_WHAT YOU HAVE TO DO_
Quote the whole listing word for word, please.

_SOURCE MATERIAL_
-*-*-

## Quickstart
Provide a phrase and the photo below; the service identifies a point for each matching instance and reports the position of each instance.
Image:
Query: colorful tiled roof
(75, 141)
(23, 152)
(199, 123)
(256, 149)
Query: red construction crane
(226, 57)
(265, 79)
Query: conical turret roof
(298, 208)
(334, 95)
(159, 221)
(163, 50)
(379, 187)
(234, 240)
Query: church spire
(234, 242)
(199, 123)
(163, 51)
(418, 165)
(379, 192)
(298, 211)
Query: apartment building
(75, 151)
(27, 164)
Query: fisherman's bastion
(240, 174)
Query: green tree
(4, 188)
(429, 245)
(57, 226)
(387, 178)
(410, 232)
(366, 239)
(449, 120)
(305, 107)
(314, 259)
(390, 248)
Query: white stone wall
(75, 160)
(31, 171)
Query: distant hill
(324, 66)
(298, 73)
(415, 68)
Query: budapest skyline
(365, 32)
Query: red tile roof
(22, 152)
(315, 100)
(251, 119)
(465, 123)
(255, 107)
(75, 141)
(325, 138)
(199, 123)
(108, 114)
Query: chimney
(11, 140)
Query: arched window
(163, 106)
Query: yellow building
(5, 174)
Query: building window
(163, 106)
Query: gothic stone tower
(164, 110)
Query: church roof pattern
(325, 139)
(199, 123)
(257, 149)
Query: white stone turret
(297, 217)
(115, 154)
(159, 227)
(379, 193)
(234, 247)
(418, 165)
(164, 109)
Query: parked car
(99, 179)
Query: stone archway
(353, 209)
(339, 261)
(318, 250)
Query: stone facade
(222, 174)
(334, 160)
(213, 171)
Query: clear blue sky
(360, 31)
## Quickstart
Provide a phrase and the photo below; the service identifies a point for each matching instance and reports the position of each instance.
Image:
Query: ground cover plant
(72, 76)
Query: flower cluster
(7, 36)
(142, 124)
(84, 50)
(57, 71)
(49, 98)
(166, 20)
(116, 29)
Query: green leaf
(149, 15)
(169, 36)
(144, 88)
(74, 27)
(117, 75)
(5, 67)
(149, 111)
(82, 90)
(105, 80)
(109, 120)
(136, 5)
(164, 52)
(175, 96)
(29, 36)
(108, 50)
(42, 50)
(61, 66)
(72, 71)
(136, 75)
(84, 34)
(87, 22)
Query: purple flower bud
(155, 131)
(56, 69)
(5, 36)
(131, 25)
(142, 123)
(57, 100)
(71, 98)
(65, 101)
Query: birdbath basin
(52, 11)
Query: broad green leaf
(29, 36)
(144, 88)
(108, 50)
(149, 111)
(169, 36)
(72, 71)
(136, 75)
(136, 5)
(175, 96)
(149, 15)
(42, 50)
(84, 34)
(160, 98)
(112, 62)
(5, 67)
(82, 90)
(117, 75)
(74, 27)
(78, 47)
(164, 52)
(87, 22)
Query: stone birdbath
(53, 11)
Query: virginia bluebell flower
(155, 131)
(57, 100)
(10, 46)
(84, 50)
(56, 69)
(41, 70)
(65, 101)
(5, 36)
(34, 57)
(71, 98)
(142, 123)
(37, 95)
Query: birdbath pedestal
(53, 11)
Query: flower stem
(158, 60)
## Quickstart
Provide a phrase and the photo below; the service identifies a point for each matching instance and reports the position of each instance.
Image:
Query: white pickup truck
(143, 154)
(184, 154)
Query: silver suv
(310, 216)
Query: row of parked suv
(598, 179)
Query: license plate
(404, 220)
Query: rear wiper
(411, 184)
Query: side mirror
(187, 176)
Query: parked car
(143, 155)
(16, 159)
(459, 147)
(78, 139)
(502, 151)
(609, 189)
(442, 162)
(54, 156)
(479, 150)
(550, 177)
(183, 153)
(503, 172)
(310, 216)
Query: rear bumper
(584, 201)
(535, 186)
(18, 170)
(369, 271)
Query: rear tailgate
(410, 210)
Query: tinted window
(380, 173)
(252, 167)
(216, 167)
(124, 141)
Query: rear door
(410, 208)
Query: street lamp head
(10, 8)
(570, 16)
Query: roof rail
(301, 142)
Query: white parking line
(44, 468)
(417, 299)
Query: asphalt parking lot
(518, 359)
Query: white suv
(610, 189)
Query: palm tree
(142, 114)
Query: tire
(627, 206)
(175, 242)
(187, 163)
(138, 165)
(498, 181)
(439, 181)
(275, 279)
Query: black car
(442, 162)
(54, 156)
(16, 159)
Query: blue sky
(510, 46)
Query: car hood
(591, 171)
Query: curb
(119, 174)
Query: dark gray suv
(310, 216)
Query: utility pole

-*-*-

_SOLUTION_
## Quickstart
Provide a phrase and the photo below; the service identifies a point for each matching instance and reports the position of each instance.
Image:
Query: colorful tiled roof
(75, 141)
(23, 152)
(199, 123)
(256, 149)
Query: red construction crane
(226, 57)
(265, 79)
Query: conical turret roof
(298, 208)
(334, 95)
(159, 221)
(163, 50)
(379, 187)
(234, 240)
Query: church spire
(234, 242)
(199, 123)
(163, 51)
(418, 165)
(379, 192)
(298, 211)
Query: apartment building
(75, 151)
(27, 164)
Query: fisherman's bastion
(240, 174)
Query: green tree
(4, 188)
(429, 245)
(57, 226)
(387, 178)
(410, 232)
(366, 239)
(449, 120)
(305, 107)
(314, 259)
(390, 248)
Query: white stone wall
(75, 160)
(31, 171)
Query: distant hill
(324, 66)
(298, 73)
(415, 68)
Query: budapest skyline
(365, 32)
Query: red tile roof
(22, 152)
(315, 100)
(251, 119)
(465, 123)
(255, 107)
(75, 141)
(325, 138)
(199, 123)
(108, 114)
Query: chimney
(11, 140)
Query: arched window
(163, 106)
Query: yellow building
(5, 174)
Query: building window
(163, 106)
Query: gothic stone tower
(164, 110)
Query: church roof pattern
(325, 139)
(199, 123)
(257, 149)
Query: white stone turret
(297, 217)
(115, 154)
(159, 227)
(379, 193)
(234, 247)
(418, 165)
(164, 109)
Query: parked car
(99, 179)
Query: stone archway
(353, 209)
(339, 261)
(318, 250)
Query: stone facade
(222, 174)
(334, 160)
(213, 171)
Query: clear blue sky
(360, 31)
## Quickstart
Provide a phrase and the photo below; the service identifies a point for each matching instance and reports the position of each instance.
Image:
Query: ground cover plant
(72, 76)
Query: flower cluster
(7, 36)
(142, 124)
(84, 50)
(57, 71)
(49, 98)
(166, 20)
(116, 29)
Query: green leaf
(149, 15)
(169, 36)
(144, 88)
(74, 27)
(117, 75)
(5, 67)
(149, 111)
(82, 90)
(105, 80)
(109, 120)
(136, 5)
(164, 52)
(175, 96)
(29, 36)
(108, 50)
(42, 50)
(61, 66)
(72, 71)
(136, 75)
(84, 34)
(87, 22)
Query: purple flower bud
(155, 131)
(56, 69)
(5, 36)
(131, 25)
(142, 123)
(57, 100)
(71, 98)
(65, 101)
Query: birdbath basin
(52, 11)
Query: broad green leaf
(29, 36)
(144, 88)
(108, 50)
(149, 111)
(169, 36)
(72, 71)
(136, 75)
(136, 5)
(175, 96)
(149, 15)
(42, 50)
(84, 34)
(160, 98)
(112, 62)
(5, 67)
(82, 90)
(117, 75)
(74, 27)
(78, 47)
(164, 52)
(87, 22)
Query: stone birdbath
(53, 11)
Query: virginia bluebell flower
(155, 131)
(57, 100)
(10, 46)
(84, 50)
(56, 69)
(41, 70)
(65, 101)
(5, 36)
(34, 57)
(71, 98)
(142, 123)
(37, 95)
Query: birdbath pedestal
(53, 11)
Query: flower stem
(158, 60)
## Quickstart
Provide a phrase and the photo below; the service identifies a point for each matching instance and reports the position of each instance.
Image:
Query: white pickup truck
(143, 154)
(184, 154)
Query: silver suv
(310, 216)
Query: row of parked suv
(598, 179)
Query: license plate
(404, 220)
Query: rear wiper
(411, 184)
Query: side mirror
(187, 176)
Query: parked car
(143, 155)
(16, 159)
(459, 147)
(78, 139)
(502, 151)
(609, 189)
(442, 162)
(54, 156)
(479, 150)
(550, 177)
(183, 153)
(503, 172)
(310, 216)
Query: rear bumper
(584, 201)
(535, 186)
(18, 170)
(369, 271)
Query: rear tailgate
(410, 210)
Query: tinted window
(380, 173)
(252, 167)
(216, 167)
(124, 141)
Query: rear door
(410, 208)
Query: street lamp head
(10, 8)
(570, 16)
Query: roof rail
(301, 142)
Query: white parking line
(44, 468)
(417, 299)
Query: asphalt parking lot
(518, 359)
Query: white suv
(610, 189)
Query: palm tree
(142, 114)
Query: tire
(627, 206)
(175, 242)
(187, 163)
(138, 165)
(498, 181)
(439, 181)
(275, 279)
Query: black car
(442, 162)
(54, 156)
(16, 159)
Query: blue sky
(510, 46)
Query: car hood
(591, 171)
Query: curb
(119, 174)
Query: dark gray suv
(310, 216)
Query: utility pole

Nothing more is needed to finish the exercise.